Rows taken from a pointing dataset
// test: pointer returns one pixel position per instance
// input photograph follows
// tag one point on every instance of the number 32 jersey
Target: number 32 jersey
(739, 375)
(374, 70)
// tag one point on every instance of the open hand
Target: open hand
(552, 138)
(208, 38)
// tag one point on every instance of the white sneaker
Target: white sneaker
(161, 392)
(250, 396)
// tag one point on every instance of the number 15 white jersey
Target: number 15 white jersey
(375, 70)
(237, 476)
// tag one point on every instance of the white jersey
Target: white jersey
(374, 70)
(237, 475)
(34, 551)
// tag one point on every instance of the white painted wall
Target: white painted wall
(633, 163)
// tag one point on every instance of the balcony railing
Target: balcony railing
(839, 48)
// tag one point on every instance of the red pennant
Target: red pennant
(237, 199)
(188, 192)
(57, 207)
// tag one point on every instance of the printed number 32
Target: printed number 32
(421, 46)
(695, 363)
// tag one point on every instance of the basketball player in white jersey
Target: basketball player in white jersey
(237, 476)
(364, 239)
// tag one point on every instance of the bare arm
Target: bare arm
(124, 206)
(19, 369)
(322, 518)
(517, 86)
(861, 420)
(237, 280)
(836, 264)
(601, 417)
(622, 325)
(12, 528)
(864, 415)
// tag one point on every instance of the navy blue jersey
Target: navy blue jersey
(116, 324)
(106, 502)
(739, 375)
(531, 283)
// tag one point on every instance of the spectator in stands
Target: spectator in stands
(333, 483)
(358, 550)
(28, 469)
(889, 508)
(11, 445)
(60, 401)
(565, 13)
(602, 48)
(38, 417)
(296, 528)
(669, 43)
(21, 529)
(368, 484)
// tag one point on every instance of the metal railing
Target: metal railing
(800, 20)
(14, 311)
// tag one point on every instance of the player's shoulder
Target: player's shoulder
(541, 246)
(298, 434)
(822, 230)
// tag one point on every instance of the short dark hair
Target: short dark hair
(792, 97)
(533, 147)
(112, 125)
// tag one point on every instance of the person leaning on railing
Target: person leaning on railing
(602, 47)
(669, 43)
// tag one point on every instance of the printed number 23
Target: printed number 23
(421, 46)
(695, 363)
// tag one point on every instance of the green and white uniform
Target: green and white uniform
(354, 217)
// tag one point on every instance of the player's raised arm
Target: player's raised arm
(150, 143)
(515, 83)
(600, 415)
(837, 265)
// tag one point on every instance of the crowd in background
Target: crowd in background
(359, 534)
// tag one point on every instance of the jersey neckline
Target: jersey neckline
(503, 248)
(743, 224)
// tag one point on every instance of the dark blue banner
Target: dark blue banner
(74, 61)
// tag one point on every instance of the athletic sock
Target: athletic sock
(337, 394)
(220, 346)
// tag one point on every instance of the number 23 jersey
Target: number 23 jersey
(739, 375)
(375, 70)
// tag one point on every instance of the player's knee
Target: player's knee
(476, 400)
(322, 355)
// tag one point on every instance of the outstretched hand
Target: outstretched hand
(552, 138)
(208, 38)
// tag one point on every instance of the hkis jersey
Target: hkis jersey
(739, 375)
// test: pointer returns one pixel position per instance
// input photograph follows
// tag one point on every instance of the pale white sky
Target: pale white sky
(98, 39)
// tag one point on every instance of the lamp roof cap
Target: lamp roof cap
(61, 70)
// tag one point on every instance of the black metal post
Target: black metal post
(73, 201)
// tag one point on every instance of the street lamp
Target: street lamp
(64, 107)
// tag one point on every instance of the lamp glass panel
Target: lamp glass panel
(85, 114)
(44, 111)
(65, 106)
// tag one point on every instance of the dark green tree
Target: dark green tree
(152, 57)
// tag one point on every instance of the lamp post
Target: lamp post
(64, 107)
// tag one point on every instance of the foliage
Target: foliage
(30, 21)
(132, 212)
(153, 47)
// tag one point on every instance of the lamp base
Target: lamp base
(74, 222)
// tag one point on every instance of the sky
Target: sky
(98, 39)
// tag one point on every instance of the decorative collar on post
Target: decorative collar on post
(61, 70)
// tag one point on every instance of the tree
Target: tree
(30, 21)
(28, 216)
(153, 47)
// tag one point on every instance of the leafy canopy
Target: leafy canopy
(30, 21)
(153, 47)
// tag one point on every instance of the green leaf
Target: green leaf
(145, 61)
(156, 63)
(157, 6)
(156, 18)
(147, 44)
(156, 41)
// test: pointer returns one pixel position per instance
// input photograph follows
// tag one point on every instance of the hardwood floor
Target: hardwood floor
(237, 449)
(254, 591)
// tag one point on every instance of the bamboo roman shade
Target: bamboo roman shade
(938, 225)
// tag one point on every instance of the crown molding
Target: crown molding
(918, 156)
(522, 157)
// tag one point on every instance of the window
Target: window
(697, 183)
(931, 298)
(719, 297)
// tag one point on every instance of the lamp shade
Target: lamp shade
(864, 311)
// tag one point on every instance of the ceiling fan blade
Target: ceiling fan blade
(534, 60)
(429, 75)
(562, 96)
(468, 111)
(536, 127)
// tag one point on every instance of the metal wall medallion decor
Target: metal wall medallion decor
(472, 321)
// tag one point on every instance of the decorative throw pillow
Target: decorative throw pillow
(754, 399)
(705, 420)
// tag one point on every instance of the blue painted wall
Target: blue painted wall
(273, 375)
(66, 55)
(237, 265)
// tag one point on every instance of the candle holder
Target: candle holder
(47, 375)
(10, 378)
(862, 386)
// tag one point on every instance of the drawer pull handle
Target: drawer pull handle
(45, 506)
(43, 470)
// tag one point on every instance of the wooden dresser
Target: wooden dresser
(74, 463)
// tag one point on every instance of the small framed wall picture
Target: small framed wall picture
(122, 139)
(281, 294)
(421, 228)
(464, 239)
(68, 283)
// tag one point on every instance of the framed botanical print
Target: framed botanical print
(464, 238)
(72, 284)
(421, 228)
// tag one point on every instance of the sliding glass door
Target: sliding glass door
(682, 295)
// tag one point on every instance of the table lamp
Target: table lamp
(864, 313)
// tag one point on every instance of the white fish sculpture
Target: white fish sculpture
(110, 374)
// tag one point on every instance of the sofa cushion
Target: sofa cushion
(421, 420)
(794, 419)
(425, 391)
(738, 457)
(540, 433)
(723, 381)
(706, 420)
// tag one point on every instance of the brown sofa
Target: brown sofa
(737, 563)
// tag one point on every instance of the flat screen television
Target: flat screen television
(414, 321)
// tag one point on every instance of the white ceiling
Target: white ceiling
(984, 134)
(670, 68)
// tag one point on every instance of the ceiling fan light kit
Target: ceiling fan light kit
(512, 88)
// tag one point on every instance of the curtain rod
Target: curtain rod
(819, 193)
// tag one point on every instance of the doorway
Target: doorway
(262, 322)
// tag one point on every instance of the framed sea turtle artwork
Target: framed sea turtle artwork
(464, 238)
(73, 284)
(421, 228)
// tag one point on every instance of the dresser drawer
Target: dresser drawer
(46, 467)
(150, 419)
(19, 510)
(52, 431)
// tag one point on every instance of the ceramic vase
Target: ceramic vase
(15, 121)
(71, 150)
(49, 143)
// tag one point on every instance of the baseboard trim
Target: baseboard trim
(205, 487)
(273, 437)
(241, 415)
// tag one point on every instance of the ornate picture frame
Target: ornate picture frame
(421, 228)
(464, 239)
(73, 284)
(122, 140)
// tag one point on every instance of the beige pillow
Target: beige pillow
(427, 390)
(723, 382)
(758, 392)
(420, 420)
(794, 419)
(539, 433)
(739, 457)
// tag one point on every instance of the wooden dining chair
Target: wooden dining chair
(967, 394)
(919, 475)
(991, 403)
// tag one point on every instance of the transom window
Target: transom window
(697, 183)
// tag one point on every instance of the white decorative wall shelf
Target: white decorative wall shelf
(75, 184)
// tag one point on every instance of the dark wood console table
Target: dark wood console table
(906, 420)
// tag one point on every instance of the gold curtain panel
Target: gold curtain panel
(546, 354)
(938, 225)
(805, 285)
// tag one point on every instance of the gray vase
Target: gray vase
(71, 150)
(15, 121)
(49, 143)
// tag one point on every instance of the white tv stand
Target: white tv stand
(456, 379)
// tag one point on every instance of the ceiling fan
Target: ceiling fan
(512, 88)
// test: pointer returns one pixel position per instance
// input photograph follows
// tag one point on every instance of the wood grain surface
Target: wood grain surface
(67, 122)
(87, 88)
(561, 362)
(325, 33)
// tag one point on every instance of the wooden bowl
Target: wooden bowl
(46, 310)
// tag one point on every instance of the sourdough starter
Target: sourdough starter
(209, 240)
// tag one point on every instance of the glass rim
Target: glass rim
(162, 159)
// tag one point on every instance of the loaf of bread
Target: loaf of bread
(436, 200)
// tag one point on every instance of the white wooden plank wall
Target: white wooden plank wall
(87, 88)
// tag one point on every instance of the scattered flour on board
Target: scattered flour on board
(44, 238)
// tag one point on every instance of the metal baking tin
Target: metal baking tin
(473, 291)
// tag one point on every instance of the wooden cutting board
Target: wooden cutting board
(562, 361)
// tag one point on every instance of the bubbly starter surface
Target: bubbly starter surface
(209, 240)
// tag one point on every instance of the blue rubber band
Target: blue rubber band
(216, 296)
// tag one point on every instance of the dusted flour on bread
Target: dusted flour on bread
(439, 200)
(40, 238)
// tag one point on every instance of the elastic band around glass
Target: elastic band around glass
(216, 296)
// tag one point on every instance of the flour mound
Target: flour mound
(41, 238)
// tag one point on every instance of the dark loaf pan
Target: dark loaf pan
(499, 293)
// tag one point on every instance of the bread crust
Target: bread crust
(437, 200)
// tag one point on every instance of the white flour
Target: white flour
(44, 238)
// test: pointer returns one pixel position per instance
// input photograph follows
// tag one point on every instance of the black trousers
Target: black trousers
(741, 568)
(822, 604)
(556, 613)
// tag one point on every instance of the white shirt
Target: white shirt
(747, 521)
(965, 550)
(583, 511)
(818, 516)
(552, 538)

Set problem:
Write out the entries above word for word, starting at the line that contains "the bread crust" and ending at the final line of the entries.

Result of the task:
// tag one point on every instance of the bread crust
Target: bread crust
(437, 200)
// tag one point on every instance of the white flour
Target: white flour
(44, 238)
// test: pointer returns one pixel position per instance
// input photograph follows
// tag one point on every instance of the black trousers
Target: black trousers
(741, 568)
(822, 604)
(556, 613)
// tag one point on every instance of the white shirt
Target: white shirt
(747, 521)
(965, 550)
(583, 511)
(818, 516)
(552, 538)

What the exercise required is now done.